In full and word for word, print the data below.

Data excerpts:
···
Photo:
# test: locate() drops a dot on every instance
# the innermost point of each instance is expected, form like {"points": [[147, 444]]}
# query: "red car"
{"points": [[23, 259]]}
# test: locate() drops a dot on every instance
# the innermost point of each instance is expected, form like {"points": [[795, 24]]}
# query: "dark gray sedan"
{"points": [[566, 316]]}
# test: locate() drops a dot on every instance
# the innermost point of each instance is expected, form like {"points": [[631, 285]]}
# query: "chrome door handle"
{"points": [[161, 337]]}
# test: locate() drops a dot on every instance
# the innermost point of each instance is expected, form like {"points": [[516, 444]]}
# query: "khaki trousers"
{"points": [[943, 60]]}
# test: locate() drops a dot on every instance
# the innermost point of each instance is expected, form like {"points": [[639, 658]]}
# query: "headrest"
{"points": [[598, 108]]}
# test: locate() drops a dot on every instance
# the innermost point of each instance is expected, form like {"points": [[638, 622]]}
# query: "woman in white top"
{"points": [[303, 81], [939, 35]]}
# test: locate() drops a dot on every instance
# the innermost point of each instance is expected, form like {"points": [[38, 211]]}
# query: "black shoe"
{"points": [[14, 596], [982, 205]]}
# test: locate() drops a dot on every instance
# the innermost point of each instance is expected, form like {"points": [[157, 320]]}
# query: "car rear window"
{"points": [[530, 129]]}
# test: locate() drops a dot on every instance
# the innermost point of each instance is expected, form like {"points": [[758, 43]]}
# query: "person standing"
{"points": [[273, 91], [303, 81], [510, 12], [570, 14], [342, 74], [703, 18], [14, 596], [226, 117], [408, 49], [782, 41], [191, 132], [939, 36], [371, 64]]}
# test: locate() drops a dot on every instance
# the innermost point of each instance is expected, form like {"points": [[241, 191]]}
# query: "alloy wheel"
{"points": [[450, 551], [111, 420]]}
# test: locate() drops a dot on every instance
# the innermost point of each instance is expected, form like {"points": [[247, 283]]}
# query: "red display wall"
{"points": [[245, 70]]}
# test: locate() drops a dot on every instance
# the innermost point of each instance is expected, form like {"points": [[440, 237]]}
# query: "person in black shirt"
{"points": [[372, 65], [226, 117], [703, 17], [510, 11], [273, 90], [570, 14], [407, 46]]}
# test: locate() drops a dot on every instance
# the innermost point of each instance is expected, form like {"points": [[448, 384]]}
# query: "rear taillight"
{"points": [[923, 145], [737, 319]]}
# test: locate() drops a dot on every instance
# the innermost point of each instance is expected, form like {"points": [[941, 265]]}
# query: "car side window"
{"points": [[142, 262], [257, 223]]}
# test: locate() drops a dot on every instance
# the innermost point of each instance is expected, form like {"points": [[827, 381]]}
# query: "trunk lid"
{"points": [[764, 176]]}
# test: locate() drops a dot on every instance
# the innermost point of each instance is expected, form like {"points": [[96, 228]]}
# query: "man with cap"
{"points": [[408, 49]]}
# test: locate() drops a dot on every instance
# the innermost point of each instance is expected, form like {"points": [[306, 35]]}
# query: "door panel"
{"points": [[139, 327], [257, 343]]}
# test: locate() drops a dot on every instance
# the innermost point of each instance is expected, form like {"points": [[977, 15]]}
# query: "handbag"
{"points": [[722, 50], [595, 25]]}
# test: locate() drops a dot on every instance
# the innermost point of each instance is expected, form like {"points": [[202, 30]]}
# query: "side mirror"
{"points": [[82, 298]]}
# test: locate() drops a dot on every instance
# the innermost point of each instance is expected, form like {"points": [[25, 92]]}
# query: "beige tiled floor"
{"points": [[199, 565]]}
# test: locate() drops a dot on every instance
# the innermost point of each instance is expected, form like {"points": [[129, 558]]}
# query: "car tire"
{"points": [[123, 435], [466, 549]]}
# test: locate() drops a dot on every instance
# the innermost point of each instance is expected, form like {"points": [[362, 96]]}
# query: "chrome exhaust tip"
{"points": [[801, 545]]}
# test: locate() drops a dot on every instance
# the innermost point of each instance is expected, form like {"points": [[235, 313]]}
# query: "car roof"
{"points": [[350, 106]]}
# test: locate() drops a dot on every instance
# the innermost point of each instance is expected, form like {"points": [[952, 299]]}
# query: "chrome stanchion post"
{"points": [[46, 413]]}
···
Problem solution:
Photo:
# test: locate() drops a dot on every instance
# the innermost point of each instance is expected, form like {"points": [[147, 444]]}
# query: "red car"
{"points": [[23, 259]]}
# test: locate() drops a dot on every instance
# the innermost point of each instance is expected, form like {"points": [[795, 24]]}
# query: "dark gray sedan"
{"points": [[566, 316]]}
# test: locate() drops a dot on every instance
# the innermost point of each instance is expected, form like {"points": [[631, 285]]}
# query: "chrome door handle"
{"points": [[161, 337]]}
# test: locate() drops a dot on every instance
# the innermost point of each instance is expected, form like {"points": [[516, 444]]}
# query: "khaki trousers"
{"points": [[943, 60]]}
# test: locate() drops a dot on every instance
# the innermost point of each instance is expected, form like {"points": [[639, 658]]}
# query: "headrest"
{"points": [[598, 108]]}
# test: locate() drops a dot on every instance
# the innermost point of each instance is expected, form like {"points": [[638, 622]]}
# query: "woman in white top"
{"points": [[303, 81], [939, 35]]}
# test: locate() drops a dot on every instance
# the innermost point of each instance is expected, form like {"points": [[38, 211]]}
# query: "black shoe"
{"points": [[14, 596], [982, 205]]}
# test: locate() drops a dot on every instance
# the innermost point of each instance is expected, form like {"points": [[157, 320]]}
# query: "car rear window"
{"points": [[530, 129]]}
# test: locate() drops a dot on every instance
# the innermost point of each instance is expected, form like {"points": [[758, 43]]}
# query: "person standing"
{"points": [[273, 91], [303, 81], [510, 12], [570, 14], [342, 74], [703, 18], [14, 596], [226, 117], [408, 49], [782, 41], [191, 132], [939, 36], [371, 64]]}
# test: locate() drops a dot on every instance
# the innermost point of each instance is expected, form like {"points": [[241, 191]]}
# query: "alloy wheel"
{"points": [[450, 551], [111, 420]]}
# test: locate() drops a dot on every instance
# the innermost point of each instance is expected, form like {"points": [[247, 283]]}
# query: "red display wall"
{"points": [[245, 70]]}
# test: locate() drops a dot on every instance
# the innermost point of each instance is expected, form like {"points": [[440, 237]]}
# query: "person in black shirt"
{"points": [[372, 65], [226, 117], [703, 17], [510, 11], [273, 90], [570, 14], [407, 46]]}
# test: locate() drops a dot on every instance
# the innermost point of each instance is expected, form like {"points": [[448, 384]]}
# query: "rear taillight"
{"points": [[923, 145], [737, 319]]}
# test: locate() drops a dot on every instance
# the innermost point of each instance is expected, form like {"points": [[941, 265]]}
# query: "car side window"
{"points": [[142, 262], [257, 223]]}
# test: locate() drops a dot on every instance
# the innermost point of each instance is expected, form like {"points": [[827, 381]]}
# query: "trunk lid"
{"points": [[764, 176]]}
# test: locate() drops a dot on every instance
# the innermost point of each instance is expected, form like {"points": [[96, 228]]}
# query: "man with cap"
{"points": [[408, 49]]}
# test: locate() drops a dot on every instance
# the innermost point of each instance is expected, form like {"points": [[306, 35]]}
# query: "door panel"
{"points": [[139, 327], [257, 343]]}
# test: locate() drops a dot on every instance
# the innermost point of each instance is expected, form like {"points": [[977, 15]]}
# query: "handbag"
{"points": [[722, 50], [595, 25]]}
# test: locate() drops a dot on every instance
# the innermost point of each instance is expected, form like {"points": [[202, 30]]}
# query: "side mirror"
{"points": [[82, 298]]}
# test: locate() drops a dot on every instance
# the innermost point of each instance is expected, form like {"points": [[25, 92]]}
# query: "beige tiled floor"
{"points": [[199, 565]]}
# test: locate() drops a dot on every instance
# the innermost point of each instance is expected, form like {"points": [[129, 558]]}
# query: "car tire"
{"points": [[123, 435], [466, 549]]}
# test: locate() drops a dot on every instance
# the innermost point of each instance is expected, form like {"points": [[362, 96]]}
# query: "chrome exhaust tip"
{"points": [[801, 545]]}
# test: locate() drops a dot on every instance
# the innermost point of each instance is expected, form like {"points": [[235, 313]]}
# query: "car roof"
{"points": [[350, 106]]}
# test: locate() drops a dot on every instance
# the innermost point of each instance is expected, form like {"points": [[952, 299]]}
# query: "chrome stanchion post"
{"points": [[46, 413]]}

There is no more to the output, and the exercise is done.